**Assignment:** Using the entries below, quote exactly the span of lines that begins with the line containing "If you could mark the tree" and ends with the final line.

Dataset records Start Marker

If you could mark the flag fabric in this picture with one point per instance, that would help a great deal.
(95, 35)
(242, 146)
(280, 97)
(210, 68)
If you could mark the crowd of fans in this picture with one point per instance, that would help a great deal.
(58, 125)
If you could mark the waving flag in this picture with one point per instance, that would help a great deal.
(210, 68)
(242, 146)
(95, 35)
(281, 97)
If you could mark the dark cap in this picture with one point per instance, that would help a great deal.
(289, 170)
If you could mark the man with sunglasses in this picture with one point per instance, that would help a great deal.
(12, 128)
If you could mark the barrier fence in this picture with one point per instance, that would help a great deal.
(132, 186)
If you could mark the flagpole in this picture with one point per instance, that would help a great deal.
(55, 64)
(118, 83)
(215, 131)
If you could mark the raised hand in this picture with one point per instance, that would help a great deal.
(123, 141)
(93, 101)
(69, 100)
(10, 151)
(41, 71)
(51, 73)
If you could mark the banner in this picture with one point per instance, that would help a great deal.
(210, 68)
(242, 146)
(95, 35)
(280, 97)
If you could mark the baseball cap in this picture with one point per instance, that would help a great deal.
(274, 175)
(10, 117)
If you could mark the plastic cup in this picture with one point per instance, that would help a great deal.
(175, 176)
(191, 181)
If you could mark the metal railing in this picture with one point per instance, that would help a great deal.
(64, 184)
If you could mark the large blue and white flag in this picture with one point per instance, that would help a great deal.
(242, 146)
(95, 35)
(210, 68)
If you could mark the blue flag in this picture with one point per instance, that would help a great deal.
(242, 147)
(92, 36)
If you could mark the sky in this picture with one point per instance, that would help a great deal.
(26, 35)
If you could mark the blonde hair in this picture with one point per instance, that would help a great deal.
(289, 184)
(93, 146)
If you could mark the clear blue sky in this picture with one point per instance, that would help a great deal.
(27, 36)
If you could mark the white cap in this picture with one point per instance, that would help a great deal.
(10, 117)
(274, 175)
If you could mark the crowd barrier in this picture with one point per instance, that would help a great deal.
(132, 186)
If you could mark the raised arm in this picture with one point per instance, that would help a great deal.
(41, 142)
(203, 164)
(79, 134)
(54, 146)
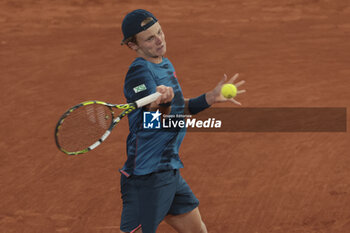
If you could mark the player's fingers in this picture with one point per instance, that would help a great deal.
(233, 78)
(235, 101)
(240, 83)
(223, 80)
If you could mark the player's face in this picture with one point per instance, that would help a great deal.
(151, 43)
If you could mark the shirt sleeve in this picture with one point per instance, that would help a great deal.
(139, 82)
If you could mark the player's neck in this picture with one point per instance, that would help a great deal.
(155, 60)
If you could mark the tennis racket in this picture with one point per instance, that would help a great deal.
(86, 125)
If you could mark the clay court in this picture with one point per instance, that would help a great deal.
(292, 53)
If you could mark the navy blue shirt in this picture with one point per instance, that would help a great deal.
(152, 150)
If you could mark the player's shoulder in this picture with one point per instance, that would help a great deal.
(138, 67)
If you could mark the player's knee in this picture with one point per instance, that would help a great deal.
(203, 228)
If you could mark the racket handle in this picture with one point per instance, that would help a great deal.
(147, 100)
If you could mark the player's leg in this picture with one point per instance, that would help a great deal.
(150, 203)
(187, 223)
(184, 214)
(135, 231)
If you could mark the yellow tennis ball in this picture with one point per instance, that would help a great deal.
(229, 91)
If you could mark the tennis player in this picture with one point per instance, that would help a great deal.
(151, 185)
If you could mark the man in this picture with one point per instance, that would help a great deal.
(151, 185)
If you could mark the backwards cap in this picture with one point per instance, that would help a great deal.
(132, 23)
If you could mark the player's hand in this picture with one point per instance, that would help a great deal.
(167, 94)
(215, 95)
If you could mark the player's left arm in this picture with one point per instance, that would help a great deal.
(198, 104)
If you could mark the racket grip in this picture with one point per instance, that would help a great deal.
(147, 100)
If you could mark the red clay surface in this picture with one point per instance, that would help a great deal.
(292, 53)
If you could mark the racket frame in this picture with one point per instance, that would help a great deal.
(128, 108)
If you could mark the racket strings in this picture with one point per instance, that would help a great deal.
(84, 126)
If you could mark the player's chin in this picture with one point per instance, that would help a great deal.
(161, 51)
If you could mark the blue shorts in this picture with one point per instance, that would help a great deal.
(147, 199)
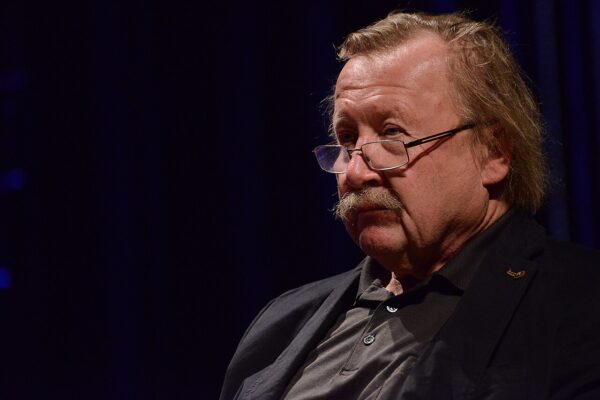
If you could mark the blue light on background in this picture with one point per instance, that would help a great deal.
(5, 278)
(12, 180)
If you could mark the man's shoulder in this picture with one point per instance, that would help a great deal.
(317, 290)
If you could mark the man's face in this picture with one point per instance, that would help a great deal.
(405, 94)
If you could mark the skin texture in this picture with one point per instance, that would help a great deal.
(444, 190)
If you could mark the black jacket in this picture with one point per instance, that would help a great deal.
(527, 327)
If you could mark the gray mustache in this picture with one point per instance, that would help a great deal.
(348, 205)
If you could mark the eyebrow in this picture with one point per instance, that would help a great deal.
(345, 118)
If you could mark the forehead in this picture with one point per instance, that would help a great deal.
(413, 75)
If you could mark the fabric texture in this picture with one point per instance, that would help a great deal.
(527, 327)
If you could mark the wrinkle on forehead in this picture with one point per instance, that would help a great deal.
(424, 53)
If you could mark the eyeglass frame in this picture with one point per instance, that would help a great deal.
(407, 145)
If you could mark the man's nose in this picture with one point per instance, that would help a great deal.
(359, 174)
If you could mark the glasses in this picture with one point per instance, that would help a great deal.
(381, 155)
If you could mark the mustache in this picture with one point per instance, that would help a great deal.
(349, 204)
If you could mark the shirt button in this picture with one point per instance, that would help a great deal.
(368, 339)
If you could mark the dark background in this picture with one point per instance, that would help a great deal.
(157, 184)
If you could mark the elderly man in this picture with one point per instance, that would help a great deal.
(438, 161)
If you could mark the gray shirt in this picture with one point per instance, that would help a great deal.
(372, 346)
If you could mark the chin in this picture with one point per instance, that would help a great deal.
(375, 239)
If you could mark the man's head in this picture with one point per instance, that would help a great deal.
(410, 76)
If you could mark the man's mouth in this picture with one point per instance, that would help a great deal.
(365, 200)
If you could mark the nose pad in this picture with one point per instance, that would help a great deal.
(359, 174)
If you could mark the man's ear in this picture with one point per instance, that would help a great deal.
(495, 163)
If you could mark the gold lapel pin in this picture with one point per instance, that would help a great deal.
(515, 275)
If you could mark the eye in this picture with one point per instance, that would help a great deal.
(392, 132)
(347, 139)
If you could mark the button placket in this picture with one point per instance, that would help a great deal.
(369, 339)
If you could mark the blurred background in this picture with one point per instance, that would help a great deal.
(157, 185)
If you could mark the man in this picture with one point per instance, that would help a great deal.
(438, 161)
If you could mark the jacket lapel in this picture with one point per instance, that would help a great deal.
(456, 359)
(272, 381)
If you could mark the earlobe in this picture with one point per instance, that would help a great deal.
(495, 170)
(496, 164)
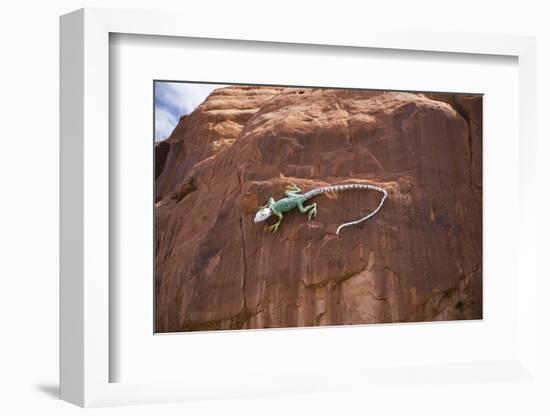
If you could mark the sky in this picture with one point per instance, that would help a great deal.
(175, 99)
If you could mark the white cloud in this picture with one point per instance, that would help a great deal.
(175, 99)
(164, 123)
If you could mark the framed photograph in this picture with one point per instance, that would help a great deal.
(272, 214)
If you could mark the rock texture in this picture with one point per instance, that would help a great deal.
(418, 259)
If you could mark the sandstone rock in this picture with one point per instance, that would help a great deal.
(418, 259)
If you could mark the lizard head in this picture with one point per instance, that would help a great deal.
(263, 214)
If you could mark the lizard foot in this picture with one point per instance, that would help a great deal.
(312, 212)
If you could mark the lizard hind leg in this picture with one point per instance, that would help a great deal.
(273, 228)
(292, 190)
(310, 209)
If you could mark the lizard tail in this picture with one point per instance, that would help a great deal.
(345, 187)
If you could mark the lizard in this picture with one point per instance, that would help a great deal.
(295, 199)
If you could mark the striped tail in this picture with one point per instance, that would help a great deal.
(347, 187)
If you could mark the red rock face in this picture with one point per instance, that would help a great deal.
(418, 259)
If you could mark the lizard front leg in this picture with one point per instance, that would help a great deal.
(271, 201)
(311, 209)
(273, 228)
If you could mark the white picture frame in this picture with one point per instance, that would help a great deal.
(85, 164)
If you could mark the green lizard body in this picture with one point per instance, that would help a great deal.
(295, 199)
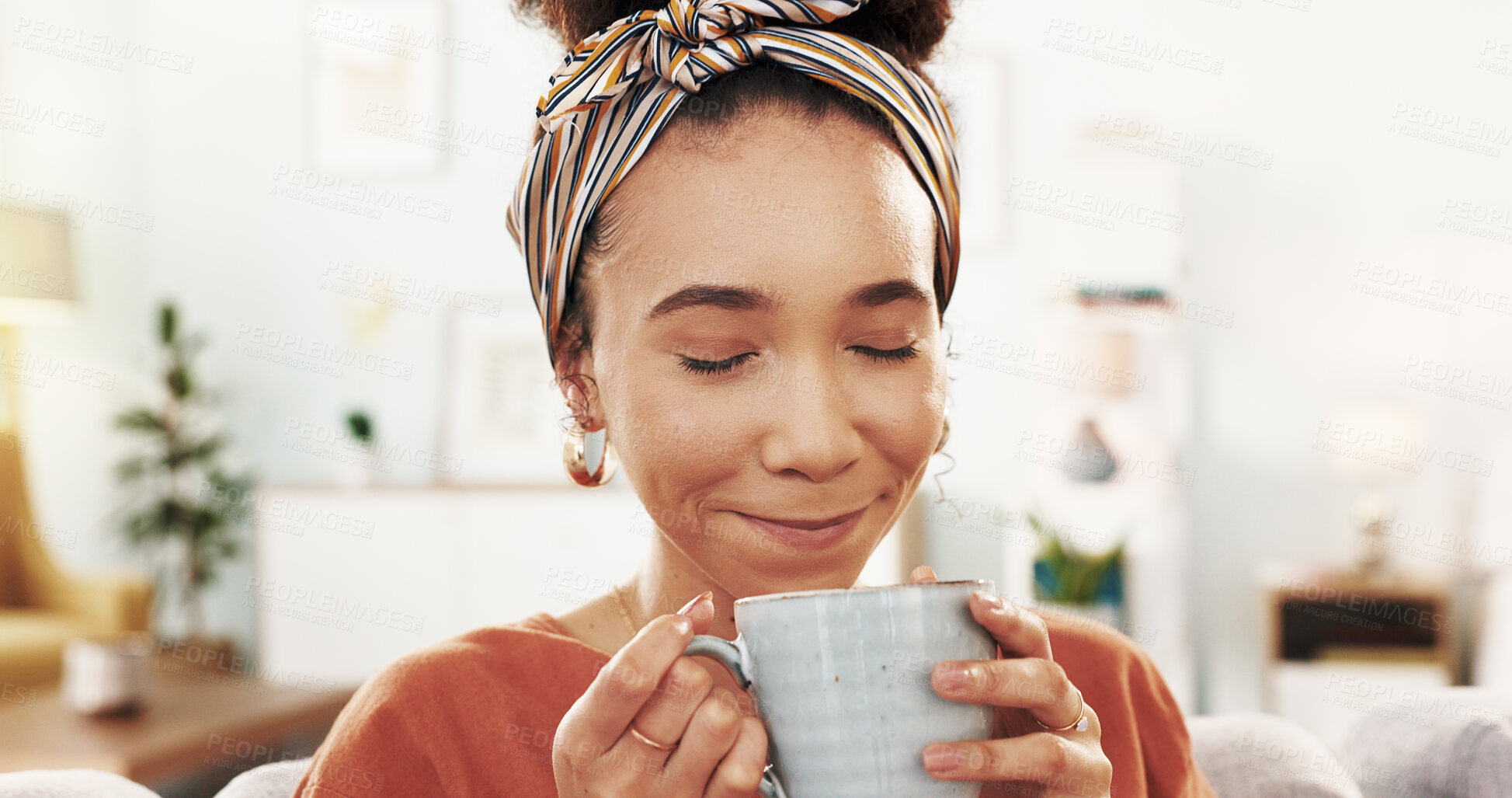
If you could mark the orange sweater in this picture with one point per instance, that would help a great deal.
(475, 715)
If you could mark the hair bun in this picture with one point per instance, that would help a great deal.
(906, 30)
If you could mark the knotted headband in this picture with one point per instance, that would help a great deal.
(617, 89)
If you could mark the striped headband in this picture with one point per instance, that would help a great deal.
(619, 89)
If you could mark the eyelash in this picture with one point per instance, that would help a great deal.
(720, 367)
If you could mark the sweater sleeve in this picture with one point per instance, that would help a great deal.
(1143, 730)
(1170, 765)
(377, 747)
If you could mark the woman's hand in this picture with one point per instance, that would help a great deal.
(718, 748)
(1030, 689)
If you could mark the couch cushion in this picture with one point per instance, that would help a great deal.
(70, 783)
(1253, 754)
(1452, 742)
(273, 780)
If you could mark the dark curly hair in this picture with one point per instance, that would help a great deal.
(905, 30)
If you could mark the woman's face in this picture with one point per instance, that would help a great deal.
(767, 344)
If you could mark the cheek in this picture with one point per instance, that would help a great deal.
(902, 413)
(670, 441)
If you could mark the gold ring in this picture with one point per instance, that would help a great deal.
(648, 741)
(1080, 724)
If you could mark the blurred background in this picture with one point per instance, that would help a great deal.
(1232, 354)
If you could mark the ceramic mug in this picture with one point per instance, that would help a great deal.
(841, 679)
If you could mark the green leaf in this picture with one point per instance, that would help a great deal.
(179, 382)
(167, 323)
(142, 420)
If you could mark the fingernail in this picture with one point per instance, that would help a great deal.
(686, 609)
(954, 678)
(941, 758)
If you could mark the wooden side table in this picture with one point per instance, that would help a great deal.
(196, 720)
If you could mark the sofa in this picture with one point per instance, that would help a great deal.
(1455, 742)
(43, 606)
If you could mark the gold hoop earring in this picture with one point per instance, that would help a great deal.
(575, 458)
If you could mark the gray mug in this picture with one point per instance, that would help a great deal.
(841, 679)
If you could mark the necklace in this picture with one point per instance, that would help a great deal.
(625, 609)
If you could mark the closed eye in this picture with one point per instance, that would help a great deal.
(720, 367)
(715, 367)
(891, 356)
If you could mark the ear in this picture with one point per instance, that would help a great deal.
(576, 382)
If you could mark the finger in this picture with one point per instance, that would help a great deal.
(631, 676)
(1031, 683)
(1020, 632)
(711, 732)
(740, 771)
(667, 713)
(1065, 765)
(923, 574)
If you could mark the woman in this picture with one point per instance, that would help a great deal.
(753, 317)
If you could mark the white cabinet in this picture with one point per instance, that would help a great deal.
(348, 579)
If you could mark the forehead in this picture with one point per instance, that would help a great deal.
(793, 207)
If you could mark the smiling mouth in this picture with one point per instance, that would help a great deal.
(806, 531)
(801, 524)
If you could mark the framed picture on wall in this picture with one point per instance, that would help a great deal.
(375, 87)
(501, 416)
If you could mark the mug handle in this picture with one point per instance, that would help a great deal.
(734, 657)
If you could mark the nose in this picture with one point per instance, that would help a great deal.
(811, 432)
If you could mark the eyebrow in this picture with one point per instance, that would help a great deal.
(732, 297)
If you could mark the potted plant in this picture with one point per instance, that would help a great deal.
(1087, 584)
(359, 469)
(180, 497)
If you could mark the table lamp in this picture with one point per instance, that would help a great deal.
(1375, 453)
(35, 288)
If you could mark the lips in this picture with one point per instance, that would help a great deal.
(805, 531)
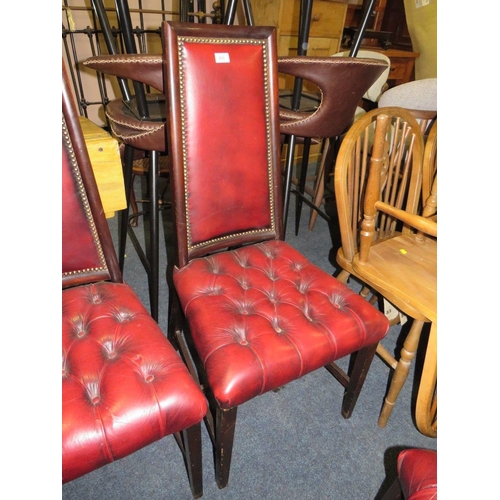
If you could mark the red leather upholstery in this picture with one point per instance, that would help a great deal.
(123, 384)
(338, 101)
(417, 470)
(259, 313)
(274, 317)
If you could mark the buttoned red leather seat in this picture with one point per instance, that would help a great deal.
(276, 316)
(124, 386)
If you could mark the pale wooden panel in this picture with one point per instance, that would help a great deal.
(106, 163)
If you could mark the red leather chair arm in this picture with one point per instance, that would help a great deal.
(144, 68)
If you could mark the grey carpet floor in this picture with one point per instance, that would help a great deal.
(291, 445)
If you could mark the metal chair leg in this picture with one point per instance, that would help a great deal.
(302, 182)
(154, 229)
(288, 180)
(128, 160)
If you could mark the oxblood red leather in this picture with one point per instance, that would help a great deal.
(274, 317)
(123, 384)
(417, 470)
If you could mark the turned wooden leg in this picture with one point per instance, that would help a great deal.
(401, 373)
(426, 408)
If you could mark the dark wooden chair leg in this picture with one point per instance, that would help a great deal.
(224, 437)
(394, 492)
(192, 453)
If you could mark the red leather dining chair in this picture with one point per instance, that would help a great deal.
(123, 384)
(417, 476)
(257, 313)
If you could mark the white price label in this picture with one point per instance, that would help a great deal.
(221, 57)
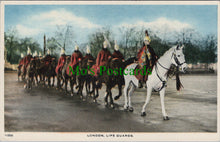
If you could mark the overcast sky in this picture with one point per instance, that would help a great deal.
(37, 20)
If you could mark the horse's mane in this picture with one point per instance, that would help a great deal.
(170, 50)
(174, 70)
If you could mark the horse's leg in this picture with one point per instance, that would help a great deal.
(53, 80)
(66, 83)
(131, 91)
(58, 81)
(162, 94)
(120, 92)
(106, 97)
(87, 87)
(149, 90)
(126, 96)
(111, 99)
(71, 85)
(36, 78)
(48, 78)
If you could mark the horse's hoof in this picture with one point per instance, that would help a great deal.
(125, 108)
(117, 97)
(166, 118)
(106, 104)
(112, 106)
(143, 114)
(96, 96)
(131, 109)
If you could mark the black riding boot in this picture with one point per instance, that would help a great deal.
(140, 84)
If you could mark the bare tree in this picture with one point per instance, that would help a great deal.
(64, 36)
(97, 38)
(127, 34)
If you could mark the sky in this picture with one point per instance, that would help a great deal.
(37, 20)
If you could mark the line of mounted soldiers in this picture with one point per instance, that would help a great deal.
(35, 66)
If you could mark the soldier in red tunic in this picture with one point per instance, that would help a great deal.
(103, 56)
(146, 57)
(61, 61)
(75, 58)
(35, 55)
(27, 59)
(21, 63)
(117, 53)
(48, 58)
(88, 54)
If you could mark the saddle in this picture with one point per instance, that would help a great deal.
(141, 73)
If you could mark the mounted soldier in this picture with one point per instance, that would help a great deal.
(146, 58)
(88, 54)
(103, 56)
(21, 62)
(61, 61)
(35, 55)
(27, 59)
(117, 54)
(75, 59)
(48, 58)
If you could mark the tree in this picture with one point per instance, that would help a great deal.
(97, 38)
(127, 33)
(64, 36)
(11, 43)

Dataset records End Marker

**Answer space:**
If you could mark the tree in this picture with one point per instance, that would help a great deal.
(97, 38)
(127, 33)
(64, 36)
(11, 43)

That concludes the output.